This equation indicates that the average time to crossing one of the bounds depends on the average number of steps when one of the bounds is crossed, as well as the on the probability of crossing. This criterion will provide another possible equation with which we can create a system of equations that will allow us to transform a complex trading system to a simpler one. This equation can be split into two other equations:

T[U] = S[U,u] * T[1] + S[U,d] * T[2]
T[D] = S[D,u] * T[1] + S[D,d] * T[2]

We will need these equations later. All these values are calculated based on the mathematical model obtained in the previous article:

S[U,u], S[U,d], S[D,u], S[D,d], P[U] = f(n,m,p) – all these values are functions of "n,m,p"
n = B[U]/ Pr - in turn, "n" can be expressed in terms of the distance to the upper bound and the step "Pr"
m = B[D]/ Pr – in turn, "m" can be expressed in terms of the distance to the upper bound and the step "Pr"

Collected data
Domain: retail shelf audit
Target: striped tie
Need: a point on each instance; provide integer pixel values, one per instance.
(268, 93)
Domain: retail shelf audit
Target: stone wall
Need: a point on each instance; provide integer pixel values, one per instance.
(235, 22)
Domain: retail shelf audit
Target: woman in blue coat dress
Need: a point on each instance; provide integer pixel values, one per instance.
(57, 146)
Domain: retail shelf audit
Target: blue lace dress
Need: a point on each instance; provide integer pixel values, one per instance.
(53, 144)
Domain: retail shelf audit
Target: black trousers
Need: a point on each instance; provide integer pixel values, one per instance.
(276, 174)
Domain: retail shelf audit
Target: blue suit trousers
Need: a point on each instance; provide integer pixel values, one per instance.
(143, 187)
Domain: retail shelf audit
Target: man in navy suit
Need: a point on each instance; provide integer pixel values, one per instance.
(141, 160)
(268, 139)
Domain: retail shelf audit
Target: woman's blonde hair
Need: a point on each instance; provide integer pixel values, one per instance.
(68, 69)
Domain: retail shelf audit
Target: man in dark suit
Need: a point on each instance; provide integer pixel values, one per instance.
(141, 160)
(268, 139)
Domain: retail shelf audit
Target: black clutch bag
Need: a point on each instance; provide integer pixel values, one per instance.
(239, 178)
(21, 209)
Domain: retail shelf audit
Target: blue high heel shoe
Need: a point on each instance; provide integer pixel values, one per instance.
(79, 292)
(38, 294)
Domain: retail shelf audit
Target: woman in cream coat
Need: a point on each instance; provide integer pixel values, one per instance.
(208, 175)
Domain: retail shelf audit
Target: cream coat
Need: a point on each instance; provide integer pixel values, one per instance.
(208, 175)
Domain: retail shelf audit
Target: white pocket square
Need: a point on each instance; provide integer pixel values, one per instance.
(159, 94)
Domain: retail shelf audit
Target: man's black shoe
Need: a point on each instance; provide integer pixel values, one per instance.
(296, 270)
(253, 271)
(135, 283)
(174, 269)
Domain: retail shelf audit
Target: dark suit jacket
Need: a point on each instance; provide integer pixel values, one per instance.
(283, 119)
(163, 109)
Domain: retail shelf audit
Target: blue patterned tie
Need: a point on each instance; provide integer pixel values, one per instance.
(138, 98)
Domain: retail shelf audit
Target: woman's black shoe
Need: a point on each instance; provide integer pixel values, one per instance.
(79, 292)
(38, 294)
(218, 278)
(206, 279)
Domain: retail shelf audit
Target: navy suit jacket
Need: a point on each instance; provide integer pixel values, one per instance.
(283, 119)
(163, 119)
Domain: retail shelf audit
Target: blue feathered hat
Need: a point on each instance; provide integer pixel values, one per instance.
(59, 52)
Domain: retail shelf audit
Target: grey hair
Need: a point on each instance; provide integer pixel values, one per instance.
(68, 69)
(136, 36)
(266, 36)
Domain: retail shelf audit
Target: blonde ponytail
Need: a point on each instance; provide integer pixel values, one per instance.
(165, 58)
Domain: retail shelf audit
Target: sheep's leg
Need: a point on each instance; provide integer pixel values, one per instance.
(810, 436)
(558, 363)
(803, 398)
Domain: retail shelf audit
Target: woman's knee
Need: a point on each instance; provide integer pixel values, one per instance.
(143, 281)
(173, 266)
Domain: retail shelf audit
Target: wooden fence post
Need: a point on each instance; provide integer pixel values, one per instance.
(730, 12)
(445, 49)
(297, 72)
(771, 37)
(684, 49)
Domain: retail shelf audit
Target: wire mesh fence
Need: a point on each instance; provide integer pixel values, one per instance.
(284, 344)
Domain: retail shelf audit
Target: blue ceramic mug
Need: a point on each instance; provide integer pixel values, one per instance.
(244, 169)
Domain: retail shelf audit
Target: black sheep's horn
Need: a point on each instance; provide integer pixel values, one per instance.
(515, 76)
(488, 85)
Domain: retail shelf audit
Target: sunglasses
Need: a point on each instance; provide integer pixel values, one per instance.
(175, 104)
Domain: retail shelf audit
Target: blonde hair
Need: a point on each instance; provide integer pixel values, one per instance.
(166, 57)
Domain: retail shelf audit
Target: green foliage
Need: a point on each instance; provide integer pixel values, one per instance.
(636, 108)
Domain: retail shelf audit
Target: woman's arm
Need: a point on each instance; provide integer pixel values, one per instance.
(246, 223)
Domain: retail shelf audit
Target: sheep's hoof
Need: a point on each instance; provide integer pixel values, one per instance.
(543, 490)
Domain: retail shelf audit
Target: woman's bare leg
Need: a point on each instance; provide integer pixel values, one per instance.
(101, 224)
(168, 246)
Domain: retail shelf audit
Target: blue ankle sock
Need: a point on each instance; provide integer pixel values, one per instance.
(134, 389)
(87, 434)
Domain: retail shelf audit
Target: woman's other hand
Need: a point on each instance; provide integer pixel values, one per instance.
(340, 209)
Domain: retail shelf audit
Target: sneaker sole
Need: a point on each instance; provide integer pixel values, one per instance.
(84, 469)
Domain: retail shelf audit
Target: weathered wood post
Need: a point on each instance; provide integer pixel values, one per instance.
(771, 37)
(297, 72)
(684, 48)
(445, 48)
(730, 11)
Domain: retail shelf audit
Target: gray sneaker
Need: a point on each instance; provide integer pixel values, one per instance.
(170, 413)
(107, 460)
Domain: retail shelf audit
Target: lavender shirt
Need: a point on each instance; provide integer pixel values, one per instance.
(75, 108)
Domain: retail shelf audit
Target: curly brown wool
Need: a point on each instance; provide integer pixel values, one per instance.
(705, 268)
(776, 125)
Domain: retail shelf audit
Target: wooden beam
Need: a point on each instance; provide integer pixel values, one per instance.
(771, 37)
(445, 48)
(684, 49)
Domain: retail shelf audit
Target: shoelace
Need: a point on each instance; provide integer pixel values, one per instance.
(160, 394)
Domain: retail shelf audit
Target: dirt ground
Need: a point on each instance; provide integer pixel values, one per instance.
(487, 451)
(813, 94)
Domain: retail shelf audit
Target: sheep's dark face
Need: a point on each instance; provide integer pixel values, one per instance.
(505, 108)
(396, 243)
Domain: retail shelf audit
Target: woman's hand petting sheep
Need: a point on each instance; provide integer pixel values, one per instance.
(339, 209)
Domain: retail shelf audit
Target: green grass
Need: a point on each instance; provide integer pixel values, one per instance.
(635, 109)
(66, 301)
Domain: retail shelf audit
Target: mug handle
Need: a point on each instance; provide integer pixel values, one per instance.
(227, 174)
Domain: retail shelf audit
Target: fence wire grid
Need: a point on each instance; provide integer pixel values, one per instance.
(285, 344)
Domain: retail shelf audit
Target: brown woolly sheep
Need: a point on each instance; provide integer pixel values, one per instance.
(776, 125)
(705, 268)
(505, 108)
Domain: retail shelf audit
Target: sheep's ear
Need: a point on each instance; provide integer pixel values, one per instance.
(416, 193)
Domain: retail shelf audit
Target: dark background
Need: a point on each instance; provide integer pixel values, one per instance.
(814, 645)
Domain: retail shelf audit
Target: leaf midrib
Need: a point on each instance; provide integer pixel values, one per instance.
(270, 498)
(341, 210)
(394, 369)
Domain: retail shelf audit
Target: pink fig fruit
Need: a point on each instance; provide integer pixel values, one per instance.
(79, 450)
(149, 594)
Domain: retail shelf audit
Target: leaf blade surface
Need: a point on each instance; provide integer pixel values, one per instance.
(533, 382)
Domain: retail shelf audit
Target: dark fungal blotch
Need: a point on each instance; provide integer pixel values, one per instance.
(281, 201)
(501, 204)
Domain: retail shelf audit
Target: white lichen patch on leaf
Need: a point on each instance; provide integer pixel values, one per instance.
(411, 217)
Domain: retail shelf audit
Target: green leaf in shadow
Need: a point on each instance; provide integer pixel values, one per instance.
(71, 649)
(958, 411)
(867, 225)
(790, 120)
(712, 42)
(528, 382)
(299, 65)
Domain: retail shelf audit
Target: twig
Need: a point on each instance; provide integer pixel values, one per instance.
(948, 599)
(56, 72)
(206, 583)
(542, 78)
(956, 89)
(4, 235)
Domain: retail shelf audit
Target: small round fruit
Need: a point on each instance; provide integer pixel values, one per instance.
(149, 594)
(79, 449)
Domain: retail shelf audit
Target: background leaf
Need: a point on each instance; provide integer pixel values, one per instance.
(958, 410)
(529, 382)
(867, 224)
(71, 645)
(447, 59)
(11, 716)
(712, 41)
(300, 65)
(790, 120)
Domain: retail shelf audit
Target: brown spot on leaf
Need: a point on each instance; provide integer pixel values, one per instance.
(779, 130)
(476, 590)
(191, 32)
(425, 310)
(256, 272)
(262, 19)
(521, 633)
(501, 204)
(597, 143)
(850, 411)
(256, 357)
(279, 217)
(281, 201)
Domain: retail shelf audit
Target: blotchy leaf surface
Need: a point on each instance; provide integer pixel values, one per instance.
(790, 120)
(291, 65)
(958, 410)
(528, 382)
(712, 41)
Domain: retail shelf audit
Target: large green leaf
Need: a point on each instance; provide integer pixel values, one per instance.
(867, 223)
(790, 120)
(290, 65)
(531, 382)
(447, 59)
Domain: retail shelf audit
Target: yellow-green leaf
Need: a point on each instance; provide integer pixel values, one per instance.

* To be done:
**1)** Which lines of the records contain the string "background"? Locate and copy each one.
**2)** What comes next in the passage on bound-crossing times in a trading system? Write a continuation that starts after its final line.

* Exercise responses:
**1)**
Target: dark background
Target: background leaf

**2)**
Pr – selected step
B[U] – distance to upper bound
B[D] – distance to lower bound

Basics of the resulting transformation method

As an example, we can take a random strategy and convert it to the required equivalent. I have created one of the variants of transforming a complex multidimensional system into a simpler, two-dimensional one. I will try to provide a step-by-step description of this process. Before proceeding to description, I implemented the idea and tested the method performance. The program is attached to the article. In my program I used slightly different yet equally effective formulas. It is based on the mathematical model obtained in the previous article. Using it, we can obtain the following values:

P[U], S[U,u], S[U,d], S[D,u], S[D,d]

From average steps, we can get the average time before the upper or lower border is crossed. The purpose might not be quite clear for now. It should become clearer with further explanation. To transform a multi-state strategy into a simpler one, we should first generate the relevant strategies. I have created a random number-based strategy generator. For convenience, I took five randomly generated strategies. They are as follows:

Five random strategies

These strategies have different Expected Payoff metrics, different number of deals and parameters. Some of the curves are losing, but this is ok, as it is still a curve, though its parameters might not be quite good.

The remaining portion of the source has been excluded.